_YOUR OBJECTIVE_: Write out the full listing again, exactly as it stands.

_MATERIAL PROVIDED_:
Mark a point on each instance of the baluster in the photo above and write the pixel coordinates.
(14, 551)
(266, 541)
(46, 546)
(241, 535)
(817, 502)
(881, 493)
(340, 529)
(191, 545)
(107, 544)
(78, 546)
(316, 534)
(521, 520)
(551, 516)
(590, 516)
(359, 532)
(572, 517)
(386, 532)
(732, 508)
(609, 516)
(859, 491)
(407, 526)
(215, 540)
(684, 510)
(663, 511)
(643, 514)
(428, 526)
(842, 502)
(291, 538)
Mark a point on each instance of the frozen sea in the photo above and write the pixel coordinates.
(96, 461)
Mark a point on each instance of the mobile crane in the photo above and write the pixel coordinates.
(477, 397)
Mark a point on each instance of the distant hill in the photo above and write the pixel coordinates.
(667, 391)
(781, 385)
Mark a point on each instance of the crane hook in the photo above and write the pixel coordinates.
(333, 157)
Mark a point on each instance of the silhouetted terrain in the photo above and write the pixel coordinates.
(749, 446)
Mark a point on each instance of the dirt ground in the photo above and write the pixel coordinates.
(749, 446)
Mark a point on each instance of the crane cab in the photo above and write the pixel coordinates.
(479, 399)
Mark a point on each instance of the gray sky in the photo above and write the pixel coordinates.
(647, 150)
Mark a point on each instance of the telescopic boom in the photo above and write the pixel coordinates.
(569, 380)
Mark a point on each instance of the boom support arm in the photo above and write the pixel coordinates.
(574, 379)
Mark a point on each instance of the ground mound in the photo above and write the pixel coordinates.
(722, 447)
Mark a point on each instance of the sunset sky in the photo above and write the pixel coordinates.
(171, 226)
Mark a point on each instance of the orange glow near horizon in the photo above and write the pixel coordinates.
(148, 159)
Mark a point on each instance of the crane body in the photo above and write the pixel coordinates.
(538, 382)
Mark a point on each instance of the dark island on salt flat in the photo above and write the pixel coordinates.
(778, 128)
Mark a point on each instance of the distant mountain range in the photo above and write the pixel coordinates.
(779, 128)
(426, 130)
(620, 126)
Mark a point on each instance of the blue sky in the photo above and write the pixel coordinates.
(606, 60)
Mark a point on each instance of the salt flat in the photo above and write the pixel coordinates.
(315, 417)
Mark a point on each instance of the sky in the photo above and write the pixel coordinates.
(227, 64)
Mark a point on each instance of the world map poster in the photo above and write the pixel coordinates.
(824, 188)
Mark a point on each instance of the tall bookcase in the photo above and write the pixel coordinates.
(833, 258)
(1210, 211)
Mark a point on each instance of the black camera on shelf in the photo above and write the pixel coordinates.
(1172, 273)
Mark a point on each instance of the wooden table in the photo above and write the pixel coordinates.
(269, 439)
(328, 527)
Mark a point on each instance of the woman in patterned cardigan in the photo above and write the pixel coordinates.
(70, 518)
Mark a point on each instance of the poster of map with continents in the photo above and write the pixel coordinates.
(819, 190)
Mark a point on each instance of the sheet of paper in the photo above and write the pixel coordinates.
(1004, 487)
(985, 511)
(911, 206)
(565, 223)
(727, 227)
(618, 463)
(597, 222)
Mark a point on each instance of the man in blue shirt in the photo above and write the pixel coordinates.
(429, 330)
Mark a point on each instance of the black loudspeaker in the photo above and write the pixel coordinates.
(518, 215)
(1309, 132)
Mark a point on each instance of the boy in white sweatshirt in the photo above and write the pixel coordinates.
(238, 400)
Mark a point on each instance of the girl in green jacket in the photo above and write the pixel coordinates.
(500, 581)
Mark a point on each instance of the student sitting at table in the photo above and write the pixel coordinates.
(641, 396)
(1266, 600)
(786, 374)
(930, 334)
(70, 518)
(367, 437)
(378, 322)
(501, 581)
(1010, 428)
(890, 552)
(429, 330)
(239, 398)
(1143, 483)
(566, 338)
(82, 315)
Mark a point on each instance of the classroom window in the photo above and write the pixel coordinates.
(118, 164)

_ANSWER FOR THIS EXERCISE_:
Mark a point on each instance of the baluster in the photo above and write the pixel coordinates.
(14, 551)
(266, 541)
(46, 546)
(241, 535)
(817, 502)
(881, 493)
(340, 529)
(191, 545)
(107, 544)
(78, 546)
(316, 534)
(521, 520)
(551, 516)
(590, 516)
(359, 532)
(572, 517)
(386, 532)
(732, 508)
(609, 516)
(859, 491)
(407, 526)
(215, 540)
(684, 510)
(663, 511)
(643, 514)
(428, 526)
(842, 502)
(291, 538)
Mark a point on each instance of the frozen sea in the photo above and write the pixel coordinates.
(96, 461)
Mark a point on each instance of the mobile crane in the photo above and write the pixel coordinates.
(477, 397)
Mark a point on each instance of the distant hill in the photo above and write the pixel coordinates.
(667, 391)
(781, 385)
Mark a point on each instance of the crane hook in the photo above and write the pixel coordinates.
(333, 157)
Mark a point on each instance of the silhouetted terrain in the photo above and write the pixel coordinates.
(749, 446)
Mark a point on each instance of the dirt ground in the photo above and write the pixel coordinates.
(749, 446)
Mark a point on each instance of the crane cab in the photo above and write the pixel coordinates.
(479, 399)
Mark a point on each instance of the gray sky in the photo above and write the pixel coordinates.
(647, 150)
Mark a point on each instance of the telescopic boom in the photo above and write the pixel coordinates.
(569, 380)
Mark a point on each instance of the boom support arm in the photo above and write the pixel coordinates.
(574, 379)
Mark a point on each instance of the ground mound in the photo above and write the pixel coordinates.
(722, 447)
Mark a point on each instance of the sunset sky in the photo above and write the pixel coordinates.
(171, 226)
Mark a point on each instance of the orange glow near horizon in the photo above and write the pixel coordinates.
(148, 159)
Mark a point on each instance of the crane body in the photo above and write the pixel coordinates.
(538, 382)
Mark a point on each instance of the dark island on salt flat in the photo above and write the pixel coordinates.
(778, 128)
Mark a point on each instance of the distant mountain range in the photo above and write the pixel coordinates.
(779, 128)
(426, 130)
(620, 126)
Mark a point on each instance of the blue sky in the photo above and write the pixel coordinates.
(606, 60)
Mark a point on each instance of the salt flat in the photo above and write the pixel coordinates.
(315, 417)
Mark a point on each instance of the sky in the photo above and write the pixel coordinates.
(227, 64)
Mark a point on each instance of the world map poster in the photo above and write the pixel coordinates.
(824, 188)
Mark a point on each instance of the tall bookcase in the photo above and write the pixel coordinates.
(833, 258)
(1210, 211)
Mark a point on each instance of the black camera on shelf in the photo above and write the pixel coordinates.
(1172, 273)
Mark a point on each instance of the wooden table in the photo above and write the pixel coordinates.
(269, 439)
(328, 527)
Mark a point on each instance of the woman in patterned cardigan in the photo above and write the pixel coordinates.
(70, 518)
Mark a point on each instance of the poster of map with continents in the photo above and write the pixel coordinates.
(819, 190)
Mark a point on each instance of the sheet of paper in the photo above and write the pixel coordinates.
(1004, 487)
(985, 511)
(911, 206)
(565, 223)
(727, 227)
(618, 463)
(597, 222)
Mark a point on each instance of the man in blue shirt in the photo above and write the pixel coordinates.
(429, 330)
Mark a point on each instance of the black loudspeaker in the photo above and write the pixel coordinates.
(518, 215)
(1309, 132)
Mark a point on each instance of the boy in white sweatshirt in the photo above and write the pixel coordinates.
(238, 400)
Mark a point on each instance of the girl in green jacket in the photo above and write the pixel coordinates.
(500, 581)
Mark a point on each instance of the student sitting at table in the photo above and write the pixel coordinates.
(641, 396)
(1266, 600)
(786, 374)
(930, 334)
(70, 518)
(367, 437)
(378, 322)
(501, 581)
(1010, 428)
(890, 552)
(429, 330)
(239, 398)
(1143, 483)
(566, 338)
(82, 315)
Mark a point on each instance of the classroom window in the photo above and write the pixel coordinates.
(118, 164)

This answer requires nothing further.